[Referring expression pointing data]
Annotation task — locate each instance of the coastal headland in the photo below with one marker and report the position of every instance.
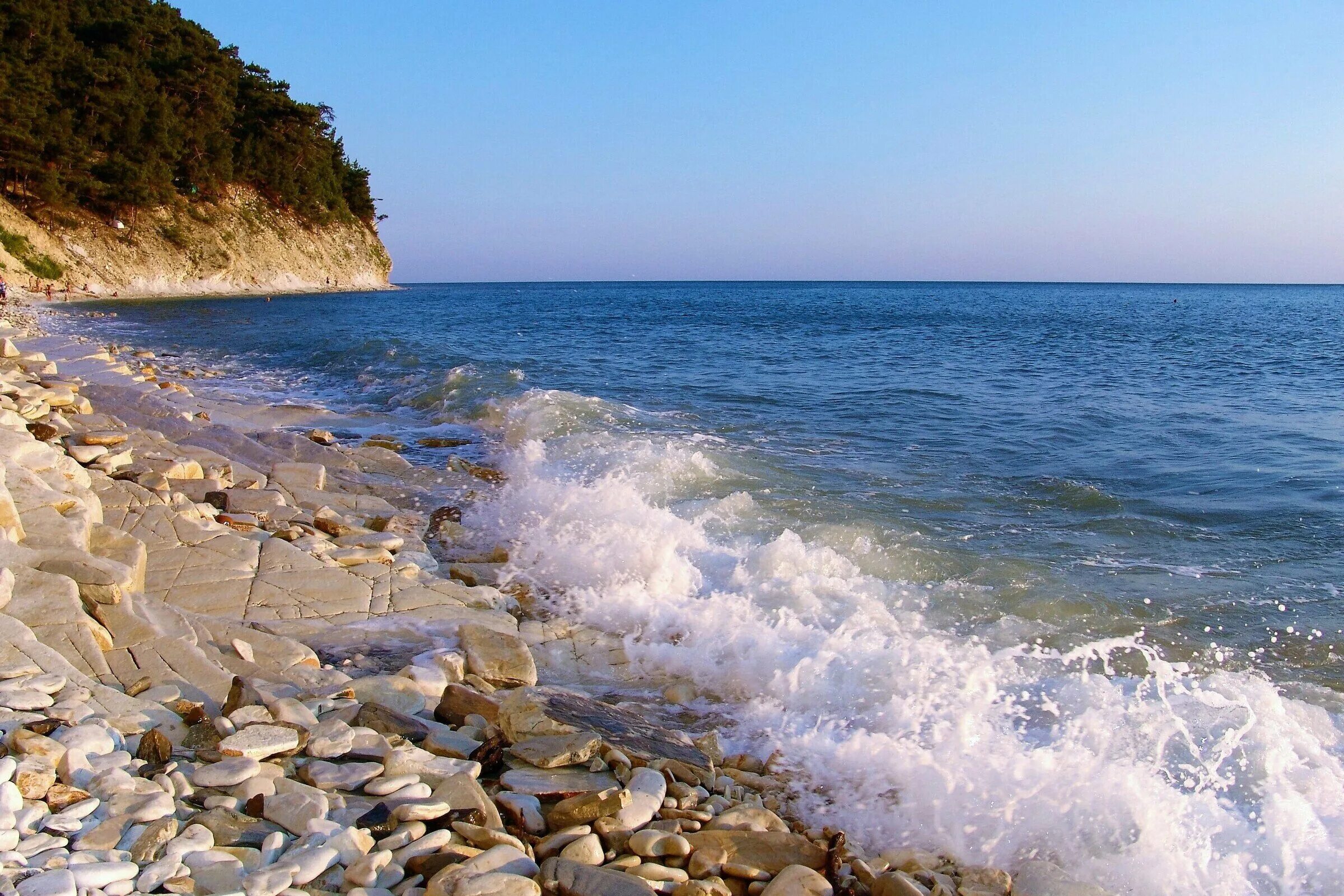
(236, 245)
(240, 655)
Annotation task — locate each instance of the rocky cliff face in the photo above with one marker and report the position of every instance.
(239, 245)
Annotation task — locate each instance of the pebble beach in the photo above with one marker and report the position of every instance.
(190, 704)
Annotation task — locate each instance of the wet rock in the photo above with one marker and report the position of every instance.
(460, 702)
(501, 659)
(897, 883)
(295, 810)
(656, 844)
(565, 878)
(772, 852)
(647, 789)
(557, 785)
(232, 828)
(226, 773)
(799, 880)
(748, 819)
(50, 883)
(496, 860)
(153, 839)
(153, 747)
(553, 752)
(351, 776)
(550, 711)
(1040, 878)
(585, 808)
(330, 738)
(522, 810)
(586, 850)
(388, 722)
(260, 742)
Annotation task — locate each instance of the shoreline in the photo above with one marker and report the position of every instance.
(240, 566)
(39, 298)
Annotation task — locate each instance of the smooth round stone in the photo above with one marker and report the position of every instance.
(799, 880)
(48, 683)
(390, 691)
(226, 773)
(25, 699)
(101, 874)
(384, 786)
(652, 871)
(248, 715)
(652, 844)
(351, 776)
(260, 742)
(53, 883)
(498, 884)
(292, 711)
(586, 850)
(91, 739)
(268, 881)
(363, 872)
(194, 840)
(307, 864)
(153, 875)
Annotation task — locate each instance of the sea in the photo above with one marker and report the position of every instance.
(1009, 570)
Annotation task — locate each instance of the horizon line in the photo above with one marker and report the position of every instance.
(982, 282)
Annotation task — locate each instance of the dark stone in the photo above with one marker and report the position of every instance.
(190, 711)
(153, 747)
(460, 702)
(566, 878)
(469, 816)
(200, 736)
(431, 864)
(378, 820)
(44, 727)
(240, 695)
(622, 729)
(491, 754)
(835, 857)
(389, 722)
(233, 828)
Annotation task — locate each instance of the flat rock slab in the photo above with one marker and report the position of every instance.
(629, 732)
(260, 742)
(768, 851)
(553, 752)
(565, 878)
(557, 785)
(501, 659)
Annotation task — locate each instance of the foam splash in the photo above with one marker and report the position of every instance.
(1128, 770)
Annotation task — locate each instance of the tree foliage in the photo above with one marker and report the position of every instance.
(122, 104)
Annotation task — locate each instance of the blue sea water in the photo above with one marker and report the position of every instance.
(1058, 566)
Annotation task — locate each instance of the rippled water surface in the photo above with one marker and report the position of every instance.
(1047, 544)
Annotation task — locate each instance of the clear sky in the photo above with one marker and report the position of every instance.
(776, 140)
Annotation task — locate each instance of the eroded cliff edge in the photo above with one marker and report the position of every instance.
(241, 244)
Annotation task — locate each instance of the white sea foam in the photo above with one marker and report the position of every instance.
(906, 731)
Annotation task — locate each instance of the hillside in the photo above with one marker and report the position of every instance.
(239, 244)
(142, 157)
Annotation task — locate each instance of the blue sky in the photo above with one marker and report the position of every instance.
(1114, 142)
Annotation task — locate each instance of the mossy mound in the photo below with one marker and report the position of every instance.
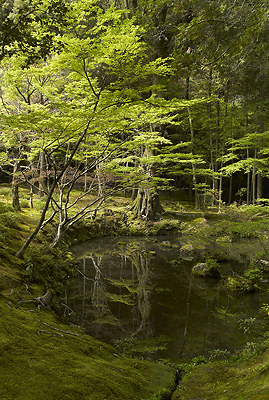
(226, 381)
(42, 358)
(208, 269)
(240, 284)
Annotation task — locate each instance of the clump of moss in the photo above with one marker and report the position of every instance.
(208, 269)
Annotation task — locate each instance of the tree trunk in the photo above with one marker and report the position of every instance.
(42, 176)
(147, 205)
(15, 190)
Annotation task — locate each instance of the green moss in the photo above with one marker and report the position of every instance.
(225, 381)
(43, 358)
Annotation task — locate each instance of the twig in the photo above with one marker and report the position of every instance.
(61, 330)
(50, 333)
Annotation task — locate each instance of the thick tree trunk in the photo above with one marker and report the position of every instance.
(147, 205)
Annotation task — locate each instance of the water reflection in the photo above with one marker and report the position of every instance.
(145, 289)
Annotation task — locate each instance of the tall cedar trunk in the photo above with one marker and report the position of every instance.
(15, 190)
(42, 176)
(147, 205)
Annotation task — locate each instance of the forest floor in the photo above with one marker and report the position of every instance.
(43, 357)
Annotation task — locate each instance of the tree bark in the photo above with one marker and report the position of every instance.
(15, 190)
(147, 205)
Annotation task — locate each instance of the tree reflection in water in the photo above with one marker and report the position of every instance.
(137, 289)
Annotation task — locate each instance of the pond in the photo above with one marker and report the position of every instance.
(141, 293)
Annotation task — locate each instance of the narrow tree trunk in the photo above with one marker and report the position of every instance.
(42, 176)
(15, 190)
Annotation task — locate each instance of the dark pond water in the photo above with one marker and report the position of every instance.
(143, 288)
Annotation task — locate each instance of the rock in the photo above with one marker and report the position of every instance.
(206, 270)
(166, 243)
(45, 300)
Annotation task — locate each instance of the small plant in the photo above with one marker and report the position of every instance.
(262, 367)
(255, 275)
(199, 360)
(246, 324)
(125, 345)
(219, 355)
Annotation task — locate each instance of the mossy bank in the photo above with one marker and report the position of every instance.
(43, 357)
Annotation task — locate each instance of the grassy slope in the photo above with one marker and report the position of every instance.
(41, 357)
(38, 360)
(245, 380)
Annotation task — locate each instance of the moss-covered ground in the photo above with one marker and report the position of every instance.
(41, 357)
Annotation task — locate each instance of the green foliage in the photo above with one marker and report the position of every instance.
(49, 267)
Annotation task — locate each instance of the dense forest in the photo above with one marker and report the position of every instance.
(121, 122)
(134, 96)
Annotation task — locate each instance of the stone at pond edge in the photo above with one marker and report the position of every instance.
(206, 270)
(241, 284)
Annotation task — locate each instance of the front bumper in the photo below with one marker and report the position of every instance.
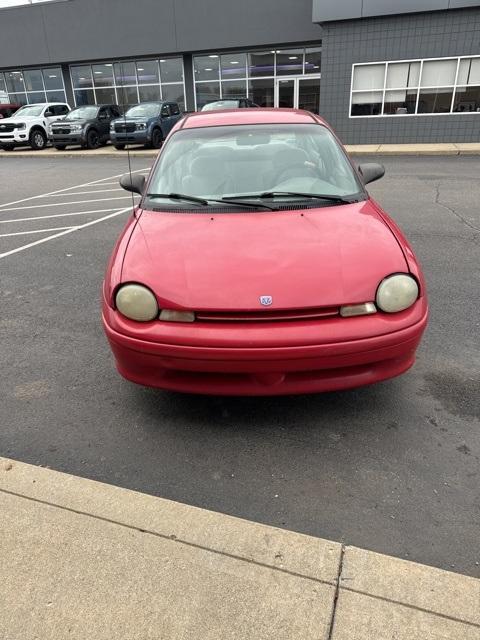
(67, 138)
(134, 137)
(265, 370)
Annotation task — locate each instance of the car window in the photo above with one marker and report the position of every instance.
(213, 162)
(60, 109)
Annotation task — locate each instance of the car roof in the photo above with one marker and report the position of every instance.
(249, 116)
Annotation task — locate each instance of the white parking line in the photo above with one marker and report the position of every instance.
(77, 186)
(62, 233)
(58, 215)
(80, 193)
(25, 233)
(62, 204)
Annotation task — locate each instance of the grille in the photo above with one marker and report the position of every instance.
(122, 127)
(277, 315)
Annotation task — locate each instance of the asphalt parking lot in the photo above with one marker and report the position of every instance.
(392, 467)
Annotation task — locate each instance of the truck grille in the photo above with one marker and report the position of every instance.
(124, 127)
(319, 313)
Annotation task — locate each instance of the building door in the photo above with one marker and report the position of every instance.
(298, 93)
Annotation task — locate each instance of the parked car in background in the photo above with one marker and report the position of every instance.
(148, 123)
(87, 126)
(7, 110)
(29, 125)
(241, 103)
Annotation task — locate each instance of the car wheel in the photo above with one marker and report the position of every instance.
(93, 139)
(157, 139)
(38, 139)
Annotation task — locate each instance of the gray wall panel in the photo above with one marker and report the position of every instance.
(419, 35)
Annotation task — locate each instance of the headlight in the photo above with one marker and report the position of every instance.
(396, 293)
(136, 302)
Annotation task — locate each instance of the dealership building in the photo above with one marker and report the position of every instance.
(377, 70)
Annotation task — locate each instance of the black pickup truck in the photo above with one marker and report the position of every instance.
(87, 126)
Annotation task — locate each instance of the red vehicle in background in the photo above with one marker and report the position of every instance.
(256, 263)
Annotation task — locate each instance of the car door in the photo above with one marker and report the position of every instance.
(104, 117)
(166, 117)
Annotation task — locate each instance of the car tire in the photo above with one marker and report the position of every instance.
(38, 139)
(157, 139)
(93, 139)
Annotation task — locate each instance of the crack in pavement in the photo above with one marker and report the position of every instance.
(455, 213)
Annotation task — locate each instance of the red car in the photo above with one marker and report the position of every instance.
(257, 264)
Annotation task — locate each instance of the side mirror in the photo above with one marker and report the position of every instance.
(371, 171)
(136, 183)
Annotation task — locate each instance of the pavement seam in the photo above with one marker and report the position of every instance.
(337, 593)
(447, 208)
(170, 538)
(445, 616)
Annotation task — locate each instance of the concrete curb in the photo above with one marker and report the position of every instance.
(441, 149)
(106, 562)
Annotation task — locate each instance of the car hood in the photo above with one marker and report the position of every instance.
(311, 258)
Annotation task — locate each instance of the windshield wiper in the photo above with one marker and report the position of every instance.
(204, 202)
(273, 194)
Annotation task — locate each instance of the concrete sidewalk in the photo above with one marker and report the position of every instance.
(80, 559)
(441, 149)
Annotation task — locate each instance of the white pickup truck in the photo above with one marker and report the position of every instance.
(30, 125)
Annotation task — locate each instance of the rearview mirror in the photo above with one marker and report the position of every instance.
(371, 171)
(136, 184)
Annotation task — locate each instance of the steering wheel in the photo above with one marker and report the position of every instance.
(298, 170)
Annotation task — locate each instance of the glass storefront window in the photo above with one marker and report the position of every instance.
(81, 77)
(313, 59)
(14, 80)
(261, 63)
(289, 62)
(206, 92)
(171, 70)
(262, 92)
(234, 89)
(52, 79)
(33, 80)
(174, 93)
(102, 75)
(233, 65)
(206, 67)
(147, 72)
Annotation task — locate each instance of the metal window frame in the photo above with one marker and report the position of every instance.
(418, 88)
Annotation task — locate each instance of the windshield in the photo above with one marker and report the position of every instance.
(221, 104)
(30, 111)
(217, 162)
(83, 113)
(147, 110)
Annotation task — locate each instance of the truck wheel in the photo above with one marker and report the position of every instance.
(38, 139)
(93, 139)
(157, 139)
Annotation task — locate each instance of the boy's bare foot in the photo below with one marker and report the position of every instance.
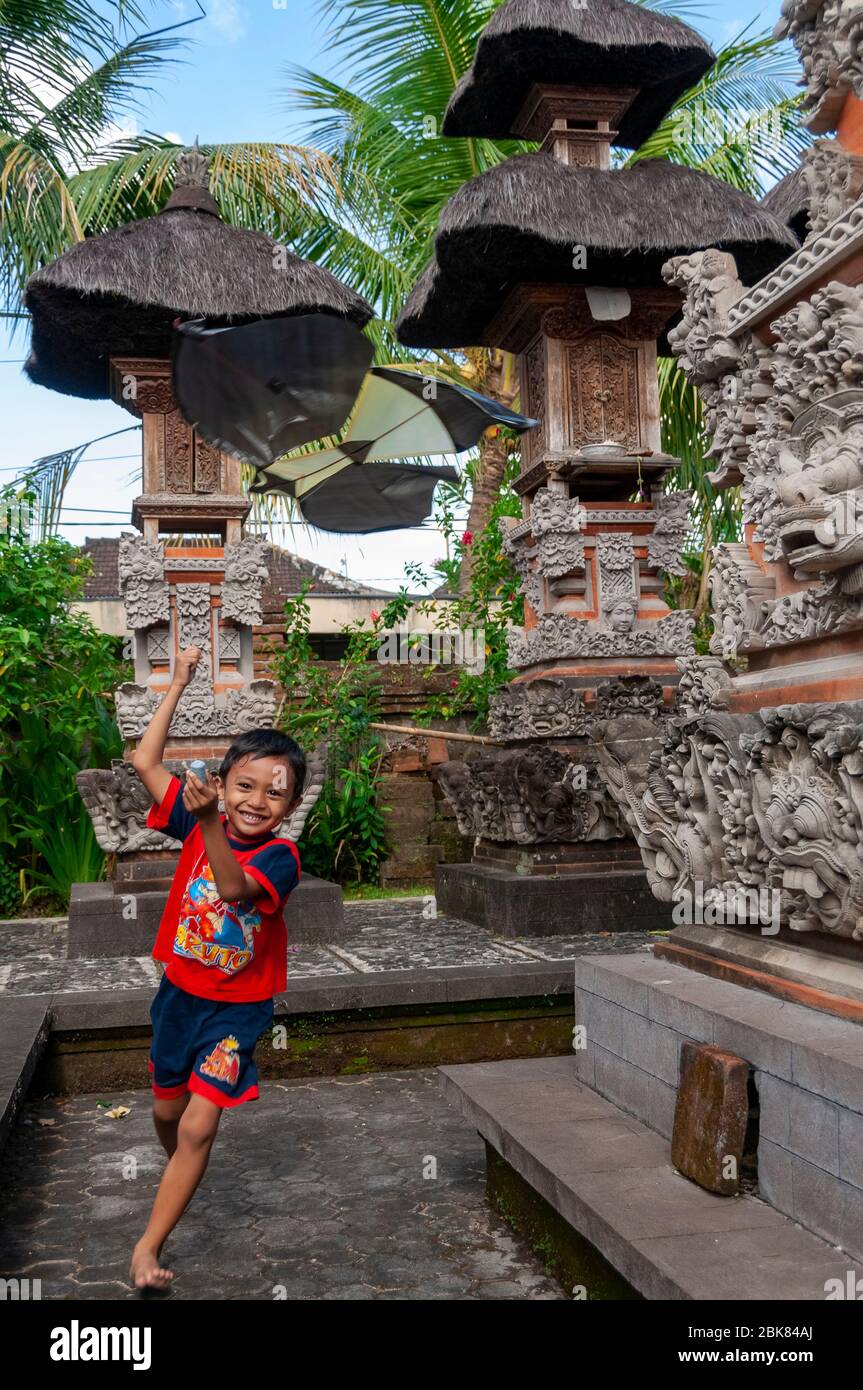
(146, 1272)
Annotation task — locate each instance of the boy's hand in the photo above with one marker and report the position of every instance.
(202, 799)
(185, 666)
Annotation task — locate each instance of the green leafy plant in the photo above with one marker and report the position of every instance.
(70, 854)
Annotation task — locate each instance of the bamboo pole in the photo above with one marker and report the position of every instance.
(438, 733)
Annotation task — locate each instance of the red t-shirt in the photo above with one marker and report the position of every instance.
(236, 951)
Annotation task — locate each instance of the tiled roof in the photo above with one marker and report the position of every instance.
(286, 574)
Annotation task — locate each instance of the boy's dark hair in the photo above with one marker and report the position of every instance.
(267, 742)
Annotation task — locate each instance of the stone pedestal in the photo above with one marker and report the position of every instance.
(121, 919)
(192, 578)
(806, 1069)
(585, 900)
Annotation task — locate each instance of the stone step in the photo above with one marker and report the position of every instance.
(24, 1027)
(610, 1178)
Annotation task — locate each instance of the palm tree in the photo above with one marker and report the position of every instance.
(402, 61)
(68, 72)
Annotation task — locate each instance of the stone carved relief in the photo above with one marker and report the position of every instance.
(523, 560)
(556, 524)
(828, 39)
(738, 588)
(245, 576)
(730, 371)
(534, 367)
(666, 541)
(822, 487)
(549, 708)
(207, 466)
(178, 453)
(771, 799)
(539, 709)
(118, 804)
(617, 587)
(530, 797)
(788, 421)
(557, 637)
(834, 181)
(199, 712)
(142, 567)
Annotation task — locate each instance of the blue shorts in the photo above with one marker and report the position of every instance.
(204, 1047)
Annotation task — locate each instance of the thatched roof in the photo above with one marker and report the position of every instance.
(603, 43)
(520, 221)
(788, 200)
(118, 293)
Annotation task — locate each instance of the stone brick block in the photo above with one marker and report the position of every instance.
(623, 1083)
(710, 1118)
(851, 1147)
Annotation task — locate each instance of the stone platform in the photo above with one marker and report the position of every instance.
(516, 904)
(610, 1178)
(316, 1191)
(806, 1068)
(121, 919)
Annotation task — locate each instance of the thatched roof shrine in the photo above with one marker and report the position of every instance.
(790, 202)
(118, 293)
(520, 221)
(598, 43)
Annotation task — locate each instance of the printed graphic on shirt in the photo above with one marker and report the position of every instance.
(223, 1062)
(211, 931)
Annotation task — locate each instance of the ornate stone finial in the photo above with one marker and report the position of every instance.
(192, 184)
(192, 168)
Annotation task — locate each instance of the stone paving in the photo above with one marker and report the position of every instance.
(314, 1191)
(389, 934)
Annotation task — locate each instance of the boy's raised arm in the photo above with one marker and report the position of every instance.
(146, 759)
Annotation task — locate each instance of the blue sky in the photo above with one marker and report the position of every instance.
(232, 85)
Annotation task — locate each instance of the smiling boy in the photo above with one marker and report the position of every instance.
(223, 940)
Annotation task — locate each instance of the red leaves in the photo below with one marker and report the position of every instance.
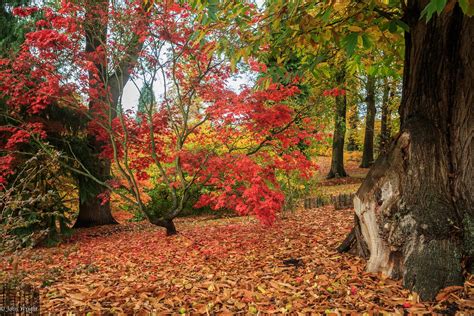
(46, 39)
(24, 11)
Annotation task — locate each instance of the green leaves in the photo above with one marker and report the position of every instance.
(438, 6)
(432, 7)
(467, 7)
(350, 42)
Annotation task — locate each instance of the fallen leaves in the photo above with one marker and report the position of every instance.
(221, 266)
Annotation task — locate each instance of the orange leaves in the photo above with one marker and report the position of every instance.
(220, 266)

Exercise :: Send back exactly the lines from the line with "Annotation task — locate each instance of the green leaves" through the end of the records.

Solution for this problem ::
Annotation task — locate each instance of the green leaves in the photo above with one marker and report the position of every instance.
(438, 6)
(432, 7)
(467, 7)
(350, 42)
Annotation task — locate each instance of the fallen leaves in the photo above with one marker and report the position of every instance.
(221, 266)
Annotation task — locate each instance of the orange leaves in the photo above with one marker and report the position of every instance.
(220, 266)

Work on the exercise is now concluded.